Scientist Defends Cloning Claim
SEOUL — Disgraced scientist Hwang Woo Suk claimed today that he possessed the technology to create human embryonic clones and hinted broadly that junior researchers and jealous colleagues were responsible for his downfall.
The spirited defense came as a surprise amid a barrage of evidence that the 53-year-old scientist had fabricated the findings in two landmark papers in which he claimed to have created human embryo clones.
Nonetheless, Hwang said he would take full responsibility as the chief scientist and lead author of the disputed papers.
“I feel so miserable it is difficult even to say sorry,” Hwang said at a nationally televised news conference. “I will be repenting for this for the rest of my life.”
Just hours earlier, South Korean authorities reportedly raided Hwang’s home and offices as part of a criminal investigation into whether his alleged fabrications constituted a crime, because public funds were used.

### PROBLEM 1
Sum up the article in two sentences.
### PROBLEM 2
Please list everything the article reports Hwang claimed, hinted, or said today.
The lines that come after this play no part in the tasks.

### MATERIAL PROVIDED
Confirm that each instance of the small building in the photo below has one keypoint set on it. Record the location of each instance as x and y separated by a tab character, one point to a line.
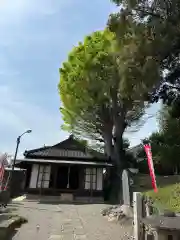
65	168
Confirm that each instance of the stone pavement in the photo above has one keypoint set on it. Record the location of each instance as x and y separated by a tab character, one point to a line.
67	222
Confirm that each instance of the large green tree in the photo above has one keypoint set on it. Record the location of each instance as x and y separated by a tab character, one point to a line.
97	94
102	86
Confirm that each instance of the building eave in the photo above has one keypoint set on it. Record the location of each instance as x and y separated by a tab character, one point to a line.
74	162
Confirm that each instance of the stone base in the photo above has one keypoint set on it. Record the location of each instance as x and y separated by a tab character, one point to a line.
66	197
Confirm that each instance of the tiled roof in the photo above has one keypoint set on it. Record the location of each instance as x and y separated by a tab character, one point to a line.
67	149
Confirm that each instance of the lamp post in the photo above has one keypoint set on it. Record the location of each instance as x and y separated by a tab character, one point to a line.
15	156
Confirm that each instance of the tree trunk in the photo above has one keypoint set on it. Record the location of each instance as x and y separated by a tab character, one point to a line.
107	135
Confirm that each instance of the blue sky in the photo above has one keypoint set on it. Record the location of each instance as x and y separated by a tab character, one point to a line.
36	37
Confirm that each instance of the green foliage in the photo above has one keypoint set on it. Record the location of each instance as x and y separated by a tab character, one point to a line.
167	198
95	90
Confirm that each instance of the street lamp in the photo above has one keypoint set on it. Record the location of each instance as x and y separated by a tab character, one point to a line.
17	146
15	155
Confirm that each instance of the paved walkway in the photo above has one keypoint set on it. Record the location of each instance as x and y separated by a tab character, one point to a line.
68	222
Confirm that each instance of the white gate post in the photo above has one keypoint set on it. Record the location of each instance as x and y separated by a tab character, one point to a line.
137	205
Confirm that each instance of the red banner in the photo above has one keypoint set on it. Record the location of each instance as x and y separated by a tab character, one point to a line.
147	149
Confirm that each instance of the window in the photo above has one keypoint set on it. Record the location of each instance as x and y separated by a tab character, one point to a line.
44	176
91	178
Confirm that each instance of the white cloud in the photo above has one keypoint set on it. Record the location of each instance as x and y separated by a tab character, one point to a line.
17	116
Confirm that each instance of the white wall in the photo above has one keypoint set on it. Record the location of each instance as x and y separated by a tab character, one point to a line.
44	172
34	175
97	178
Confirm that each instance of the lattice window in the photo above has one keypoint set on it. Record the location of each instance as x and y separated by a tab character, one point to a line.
44	176
91	178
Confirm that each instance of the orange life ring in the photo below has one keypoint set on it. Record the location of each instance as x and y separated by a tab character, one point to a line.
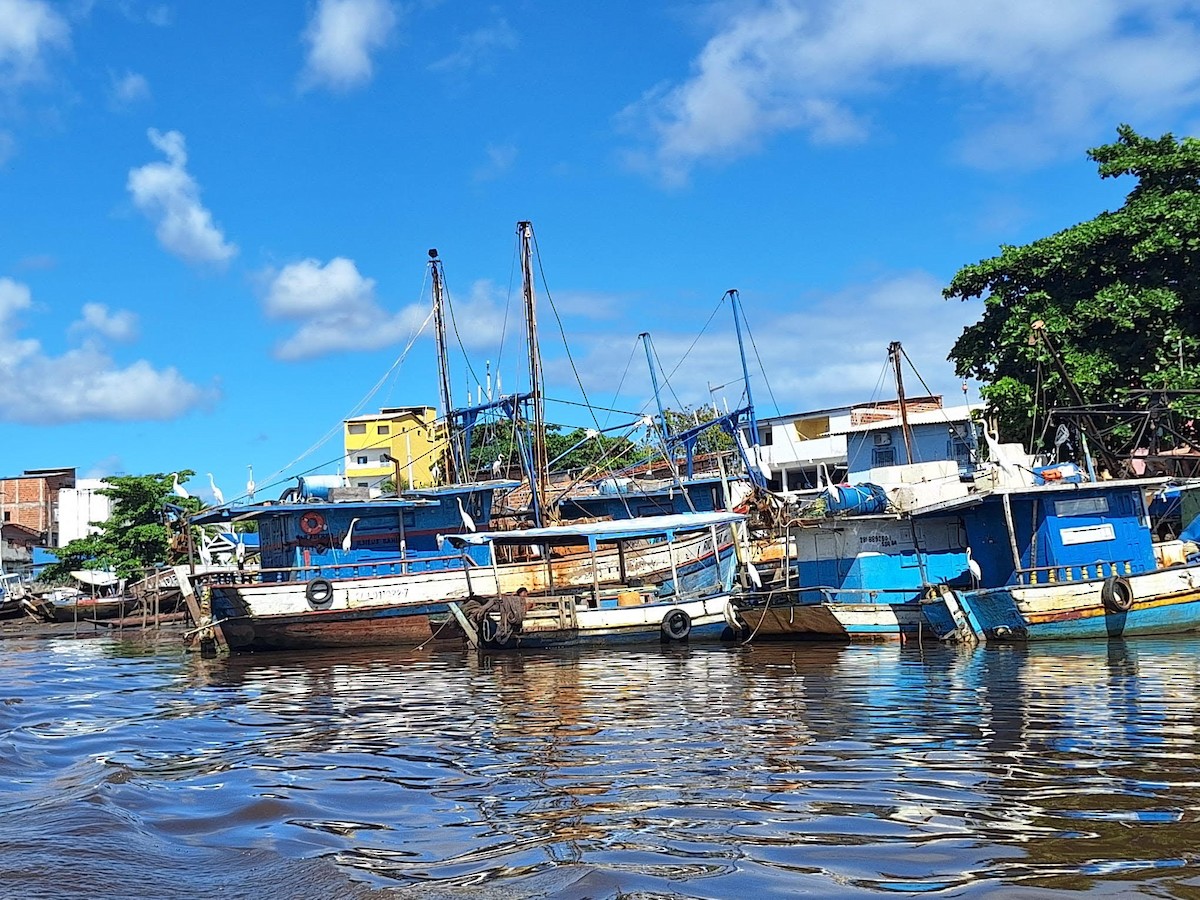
312	523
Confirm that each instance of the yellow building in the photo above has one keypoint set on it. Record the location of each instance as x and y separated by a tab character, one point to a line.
399	441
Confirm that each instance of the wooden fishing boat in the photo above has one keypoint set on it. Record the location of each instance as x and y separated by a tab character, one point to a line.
1067	561
655	579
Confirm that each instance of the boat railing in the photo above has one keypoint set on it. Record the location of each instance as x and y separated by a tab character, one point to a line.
1087	571
334	570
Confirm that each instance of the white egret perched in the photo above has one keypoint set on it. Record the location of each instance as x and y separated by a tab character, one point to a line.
467	521
753	574
349	535
973	567
216	491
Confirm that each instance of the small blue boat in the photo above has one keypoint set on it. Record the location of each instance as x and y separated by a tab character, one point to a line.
1066	561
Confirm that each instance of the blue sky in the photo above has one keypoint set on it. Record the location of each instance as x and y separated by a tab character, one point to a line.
214	217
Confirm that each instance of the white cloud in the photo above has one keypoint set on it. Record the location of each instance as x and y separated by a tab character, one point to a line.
84	383
169	197
341	37
832	351
1062	70
29	30
336	309
501	159
127	88
477	47
117	325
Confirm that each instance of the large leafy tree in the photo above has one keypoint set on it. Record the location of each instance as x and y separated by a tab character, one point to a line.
137	537
1117	297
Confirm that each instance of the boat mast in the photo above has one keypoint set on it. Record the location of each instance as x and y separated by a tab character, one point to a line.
751	418
905	430
439	328
539	477
654	383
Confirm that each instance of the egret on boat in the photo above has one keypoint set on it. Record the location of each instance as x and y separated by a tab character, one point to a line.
349	535
467	521
216	491
976	571
755	577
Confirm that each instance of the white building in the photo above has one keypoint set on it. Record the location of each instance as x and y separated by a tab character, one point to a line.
79	507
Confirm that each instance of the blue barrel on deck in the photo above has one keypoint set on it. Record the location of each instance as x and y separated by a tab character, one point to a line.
856	499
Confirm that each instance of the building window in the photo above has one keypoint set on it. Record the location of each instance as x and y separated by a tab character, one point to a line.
959	450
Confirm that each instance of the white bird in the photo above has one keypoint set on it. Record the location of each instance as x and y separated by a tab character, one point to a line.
467	521
994	450
216	491
753	574
973	567
349	535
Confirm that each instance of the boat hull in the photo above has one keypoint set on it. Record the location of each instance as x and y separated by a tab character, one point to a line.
395	609
833	621
1163	603
708	619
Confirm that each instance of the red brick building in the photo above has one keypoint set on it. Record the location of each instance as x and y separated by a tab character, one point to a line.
31	501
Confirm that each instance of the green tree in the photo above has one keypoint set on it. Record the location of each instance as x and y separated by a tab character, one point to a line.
1119	295
136	537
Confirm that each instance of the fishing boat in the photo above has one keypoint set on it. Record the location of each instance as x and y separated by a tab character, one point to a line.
1067	558
345	573
654	579
856	561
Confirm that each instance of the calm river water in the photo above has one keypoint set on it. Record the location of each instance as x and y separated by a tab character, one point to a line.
131	768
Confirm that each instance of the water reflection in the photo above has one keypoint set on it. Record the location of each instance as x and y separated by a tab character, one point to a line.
771	769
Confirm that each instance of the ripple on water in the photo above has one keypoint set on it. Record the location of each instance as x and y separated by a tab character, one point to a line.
773	771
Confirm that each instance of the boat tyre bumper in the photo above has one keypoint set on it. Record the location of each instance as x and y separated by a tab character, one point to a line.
676	625
1116	594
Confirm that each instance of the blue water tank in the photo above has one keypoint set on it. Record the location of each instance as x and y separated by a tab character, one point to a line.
856	499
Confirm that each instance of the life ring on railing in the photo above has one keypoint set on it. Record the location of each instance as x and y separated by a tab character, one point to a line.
319	593
312	522
676	625
1116	594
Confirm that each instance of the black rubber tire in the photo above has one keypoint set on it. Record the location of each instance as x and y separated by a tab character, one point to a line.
676	625
319	593
1116	594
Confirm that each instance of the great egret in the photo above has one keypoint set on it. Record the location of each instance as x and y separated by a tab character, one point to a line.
349	535
973	568
216	491
467	521
753	574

### RESPONSE 1
At a nationally televised news conference, disgraced scientist Hwang Woo Suk claimed he had the technology to create human embryonic clones and hinted that junior researchers and jealous colleagues caused his downfall, yet said he would take full responsibility as chief scientist and lead author of the disputed papers. His defense came amid evidence that he fabricated findings in two landmark cloning papers, and hours earlier South Korean authorities reportedly raided his home and offices in a criminal investigation because public funds were used.

### RESPONSE 2
- He possessed the technology to create human embryonic clones.
- Junior researchers and jealous colleagues were responsible for his downfall (hinted).
- He would take full responsibility as the chief scientist and lead author of the disputed papers.
- "I feel so miserable it is difficult even to say sorry."
- "I will be repenting for this for the rest of my life."